### Exercise
Output exactly the lines from the one with "Target: bare birch tree" through the last line of the data below, both included, and nothing more.

Point-per-instance localization data:
◆ ◆ ◆ ◆ ◆

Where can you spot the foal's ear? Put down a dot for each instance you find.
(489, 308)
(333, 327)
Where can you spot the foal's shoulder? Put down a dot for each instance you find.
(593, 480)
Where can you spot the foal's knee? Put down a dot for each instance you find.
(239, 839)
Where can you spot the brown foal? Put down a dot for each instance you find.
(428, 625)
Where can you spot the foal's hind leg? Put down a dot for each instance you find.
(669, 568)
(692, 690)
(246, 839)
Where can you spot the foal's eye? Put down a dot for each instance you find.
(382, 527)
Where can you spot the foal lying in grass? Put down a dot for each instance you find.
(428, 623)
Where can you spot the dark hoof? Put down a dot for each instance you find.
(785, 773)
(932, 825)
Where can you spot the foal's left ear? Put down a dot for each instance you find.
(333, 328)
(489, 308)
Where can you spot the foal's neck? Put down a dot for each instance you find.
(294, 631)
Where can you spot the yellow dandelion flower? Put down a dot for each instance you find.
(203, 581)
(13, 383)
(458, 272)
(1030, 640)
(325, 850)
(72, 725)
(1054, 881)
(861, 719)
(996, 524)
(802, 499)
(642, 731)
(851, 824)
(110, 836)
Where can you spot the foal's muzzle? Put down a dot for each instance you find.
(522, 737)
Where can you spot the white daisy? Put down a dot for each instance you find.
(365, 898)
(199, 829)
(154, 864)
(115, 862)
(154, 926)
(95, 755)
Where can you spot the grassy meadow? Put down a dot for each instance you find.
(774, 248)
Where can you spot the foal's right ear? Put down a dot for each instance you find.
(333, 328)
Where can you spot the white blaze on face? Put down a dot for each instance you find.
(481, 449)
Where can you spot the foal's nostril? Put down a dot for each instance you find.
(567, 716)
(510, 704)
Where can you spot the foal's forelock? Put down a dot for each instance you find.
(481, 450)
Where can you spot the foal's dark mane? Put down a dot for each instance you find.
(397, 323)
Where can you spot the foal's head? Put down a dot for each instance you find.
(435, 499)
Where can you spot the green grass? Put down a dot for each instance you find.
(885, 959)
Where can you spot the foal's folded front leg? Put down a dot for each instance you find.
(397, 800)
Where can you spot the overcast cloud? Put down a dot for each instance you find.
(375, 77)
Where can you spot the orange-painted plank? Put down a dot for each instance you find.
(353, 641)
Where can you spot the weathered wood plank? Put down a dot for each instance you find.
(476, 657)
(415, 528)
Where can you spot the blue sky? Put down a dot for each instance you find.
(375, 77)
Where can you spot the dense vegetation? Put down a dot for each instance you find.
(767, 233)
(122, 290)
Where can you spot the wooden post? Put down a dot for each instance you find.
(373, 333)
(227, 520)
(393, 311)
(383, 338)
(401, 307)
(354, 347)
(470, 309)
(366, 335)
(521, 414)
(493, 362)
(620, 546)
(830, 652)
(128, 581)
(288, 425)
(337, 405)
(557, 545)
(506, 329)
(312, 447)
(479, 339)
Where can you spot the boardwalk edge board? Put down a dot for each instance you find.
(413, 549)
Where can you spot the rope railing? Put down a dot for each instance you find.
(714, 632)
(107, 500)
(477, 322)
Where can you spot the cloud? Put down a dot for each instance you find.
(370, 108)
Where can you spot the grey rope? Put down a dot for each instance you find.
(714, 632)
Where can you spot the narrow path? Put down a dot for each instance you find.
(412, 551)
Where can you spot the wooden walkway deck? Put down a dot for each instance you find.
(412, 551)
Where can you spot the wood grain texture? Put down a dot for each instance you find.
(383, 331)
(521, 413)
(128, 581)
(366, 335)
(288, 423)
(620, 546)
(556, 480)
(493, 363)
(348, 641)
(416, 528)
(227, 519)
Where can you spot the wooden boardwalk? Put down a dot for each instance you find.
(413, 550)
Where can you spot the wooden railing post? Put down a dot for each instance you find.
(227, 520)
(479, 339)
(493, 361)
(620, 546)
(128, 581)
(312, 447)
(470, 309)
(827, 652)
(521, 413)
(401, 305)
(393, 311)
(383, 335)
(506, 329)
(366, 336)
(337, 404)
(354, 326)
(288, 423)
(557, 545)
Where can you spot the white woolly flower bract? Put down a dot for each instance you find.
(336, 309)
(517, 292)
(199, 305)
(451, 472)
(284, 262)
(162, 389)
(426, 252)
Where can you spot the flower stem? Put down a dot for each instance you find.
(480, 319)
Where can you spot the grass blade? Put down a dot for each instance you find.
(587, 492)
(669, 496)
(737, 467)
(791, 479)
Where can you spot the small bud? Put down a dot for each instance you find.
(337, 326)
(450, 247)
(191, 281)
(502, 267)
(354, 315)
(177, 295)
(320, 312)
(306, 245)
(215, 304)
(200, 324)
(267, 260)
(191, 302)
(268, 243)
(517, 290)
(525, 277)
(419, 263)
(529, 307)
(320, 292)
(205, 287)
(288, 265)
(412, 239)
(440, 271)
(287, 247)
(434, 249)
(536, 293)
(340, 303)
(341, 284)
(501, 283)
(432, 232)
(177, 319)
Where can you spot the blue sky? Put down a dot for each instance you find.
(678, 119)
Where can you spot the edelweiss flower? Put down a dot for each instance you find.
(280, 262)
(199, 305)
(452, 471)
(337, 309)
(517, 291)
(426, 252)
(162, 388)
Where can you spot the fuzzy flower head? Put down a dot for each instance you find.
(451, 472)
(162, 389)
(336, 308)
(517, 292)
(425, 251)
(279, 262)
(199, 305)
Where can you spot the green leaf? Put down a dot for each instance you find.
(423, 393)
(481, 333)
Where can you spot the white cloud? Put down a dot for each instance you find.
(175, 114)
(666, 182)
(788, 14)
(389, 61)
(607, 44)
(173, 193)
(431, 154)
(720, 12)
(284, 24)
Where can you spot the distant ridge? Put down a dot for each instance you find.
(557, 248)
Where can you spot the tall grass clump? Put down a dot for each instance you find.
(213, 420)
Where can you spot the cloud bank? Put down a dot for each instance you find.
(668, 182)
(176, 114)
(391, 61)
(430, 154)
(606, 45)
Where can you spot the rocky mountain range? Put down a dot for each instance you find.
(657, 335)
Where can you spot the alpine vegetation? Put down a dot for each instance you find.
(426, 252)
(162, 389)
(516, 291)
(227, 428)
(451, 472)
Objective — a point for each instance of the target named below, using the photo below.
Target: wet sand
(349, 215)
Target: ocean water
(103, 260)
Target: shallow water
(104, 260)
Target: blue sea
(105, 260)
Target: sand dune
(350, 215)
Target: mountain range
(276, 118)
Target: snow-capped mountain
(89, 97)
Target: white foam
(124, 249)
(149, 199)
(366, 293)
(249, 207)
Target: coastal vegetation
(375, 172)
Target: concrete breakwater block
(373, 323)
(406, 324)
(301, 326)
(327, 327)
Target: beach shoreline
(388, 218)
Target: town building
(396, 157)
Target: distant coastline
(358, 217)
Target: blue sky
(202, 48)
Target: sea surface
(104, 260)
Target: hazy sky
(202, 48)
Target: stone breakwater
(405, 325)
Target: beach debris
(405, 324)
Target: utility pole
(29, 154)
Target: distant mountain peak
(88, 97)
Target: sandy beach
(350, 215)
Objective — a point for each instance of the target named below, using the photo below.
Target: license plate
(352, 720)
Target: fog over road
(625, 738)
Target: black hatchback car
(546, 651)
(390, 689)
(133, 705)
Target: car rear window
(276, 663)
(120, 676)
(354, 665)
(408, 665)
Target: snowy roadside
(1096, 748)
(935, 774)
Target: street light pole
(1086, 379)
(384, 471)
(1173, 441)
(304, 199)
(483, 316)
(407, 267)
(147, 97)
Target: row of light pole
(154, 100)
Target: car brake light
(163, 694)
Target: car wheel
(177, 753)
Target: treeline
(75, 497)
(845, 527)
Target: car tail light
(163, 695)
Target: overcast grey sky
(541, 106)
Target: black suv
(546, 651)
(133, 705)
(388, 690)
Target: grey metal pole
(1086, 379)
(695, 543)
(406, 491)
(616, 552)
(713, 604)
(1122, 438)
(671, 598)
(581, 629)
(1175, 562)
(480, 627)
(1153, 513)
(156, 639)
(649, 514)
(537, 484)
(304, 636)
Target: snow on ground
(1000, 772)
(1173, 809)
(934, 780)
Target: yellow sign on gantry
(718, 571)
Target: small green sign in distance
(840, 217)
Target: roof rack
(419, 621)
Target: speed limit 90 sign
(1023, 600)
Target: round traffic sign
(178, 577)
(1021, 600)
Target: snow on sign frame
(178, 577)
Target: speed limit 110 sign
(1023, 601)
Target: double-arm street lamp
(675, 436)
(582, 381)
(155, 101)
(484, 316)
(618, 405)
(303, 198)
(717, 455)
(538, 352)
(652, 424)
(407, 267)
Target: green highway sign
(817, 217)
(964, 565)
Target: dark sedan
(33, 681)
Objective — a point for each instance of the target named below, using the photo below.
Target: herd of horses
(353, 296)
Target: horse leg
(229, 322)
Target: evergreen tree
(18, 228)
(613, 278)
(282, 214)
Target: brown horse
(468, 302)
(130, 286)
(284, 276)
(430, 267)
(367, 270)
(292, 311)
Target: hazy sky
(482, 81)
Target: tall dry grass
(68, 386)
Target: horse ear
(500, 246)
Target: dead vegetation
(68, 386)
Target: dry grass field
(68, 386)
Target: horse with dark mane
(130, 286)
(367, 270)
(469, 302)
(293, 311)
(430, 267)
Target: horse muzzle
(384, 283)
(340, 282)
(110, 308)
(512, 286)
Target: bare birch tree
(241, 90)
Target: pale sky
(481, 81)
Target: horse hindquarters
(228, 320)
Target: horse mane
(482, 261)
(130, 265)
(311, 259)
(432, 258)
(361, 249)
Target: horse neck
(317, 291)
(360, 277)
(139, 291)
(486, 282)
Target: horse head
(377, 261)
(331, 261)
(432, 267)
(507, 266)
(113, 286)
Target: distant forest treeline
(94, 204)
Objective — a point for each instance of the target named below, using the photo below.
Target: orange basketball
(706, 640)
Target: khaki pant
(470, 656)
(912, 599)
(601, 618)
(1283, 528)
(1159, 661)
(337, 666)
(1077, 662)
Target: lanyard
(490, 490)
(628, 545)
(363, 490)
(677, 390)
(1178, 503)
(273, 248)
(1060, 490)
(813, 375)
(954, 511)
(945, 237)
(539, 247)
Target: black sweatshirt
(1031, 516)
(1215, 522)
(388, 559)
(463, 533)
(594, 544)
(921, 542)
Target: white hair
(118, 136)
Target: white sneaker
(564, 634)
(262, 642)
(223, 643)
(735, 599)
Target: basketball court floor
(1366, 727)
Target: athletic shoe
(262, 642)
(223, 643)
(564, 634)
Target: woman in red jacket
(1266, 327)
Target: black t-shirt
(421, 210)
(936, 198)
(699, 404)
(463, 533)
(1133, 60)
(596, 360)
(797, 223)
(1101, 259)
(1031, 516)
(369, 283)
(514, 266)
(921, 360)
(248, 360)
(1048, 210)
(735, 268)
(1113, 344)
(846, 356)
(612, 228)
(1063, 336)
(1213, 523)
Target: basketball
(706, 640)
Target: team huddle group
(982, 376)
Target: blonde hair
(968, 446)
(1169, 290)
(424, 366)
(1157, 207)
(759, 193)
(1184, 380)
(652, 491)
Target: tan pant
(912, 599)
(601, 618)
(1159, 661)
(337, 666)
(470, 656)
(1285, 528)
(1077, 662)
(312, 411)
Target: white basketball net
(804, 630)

◆ ◆ ◆ ◆ ◆

### Completed task
Target: bare birch tree
(241, 90)
Target: pale sky
(481, 81)
Target: horse hindquarters
(228, 320)
Target: horse mane
(482, 261)
(130, 265)
(311, 259)
(432, 258)
(361, 249)
Target: horse neck
(317, 291)
(360, 277)
(139, 291)
(486, 282)
Target: horse head
(377, 261)
(331, 261)
(432, 267)
(507, 266)
(113, 286)
Target: distant forest treeline
(94, 204)
Objective — a point for each instance of the target named below, using the photo below.
Target: orange basketball
(706, 640)
Target: khaki pant
(470, 656)
(912, 599)
(601, 618)
(1283, 528)
(1159, 661)
(337, 666)
(1077, 662)
Target: lanyard
(490, 490)
(628, 545)
(363, 490)
(677, 390)
(1178, 503)
(273, 248)
(1060, 490)
(813, 375)
(954, 511)
(945, 237)
(539, 247)
Target: black sweatshirt
(1031, 516)
(1215, 522)
(388, 559)
(463, 533)
(594, 544)
(921, 542)
Target: white hair
(118, 136)
Target: white sneaker
(564, 634)
(262, 642)
(223, 643)
(735, 599)
Target: basketball court floor
(1366, 727)
Target: athletic shoe
(262, 642)
(223, 643)
(564, 634)
Target: woman in red jacket
(1266, 327)
Target: black t-shirt
(421, 210)
(936, 198)
(699, 404)
(463, 533)
(1133, 60)
(596, 360)
(797, 223)
(1101, 259)
(1031, 516)
(369, 283)
(514, 266)
(921, 360)
(248, 360)
(1048, 210)
(735, 268)
(1113, 344)
(846, 356)
(612, 228)
(1063, 336)
(1213, 523)
Target: basketball
(706, 640)
Target: team huddle group
(982, 376)
Target: blonde hair
(968, 446)
(1169, 290)
(424, 366)
(1157, 207)
(759, 193)
(1184, 380)
(652, 491)
Target: tan pant
(912, 599)
(601, 618)
(1159, 661)
(337, 666)
(470, 656)
(1285, 528)
(1077, 662)
(312, 411)
Target: white basketball net
(804, 630)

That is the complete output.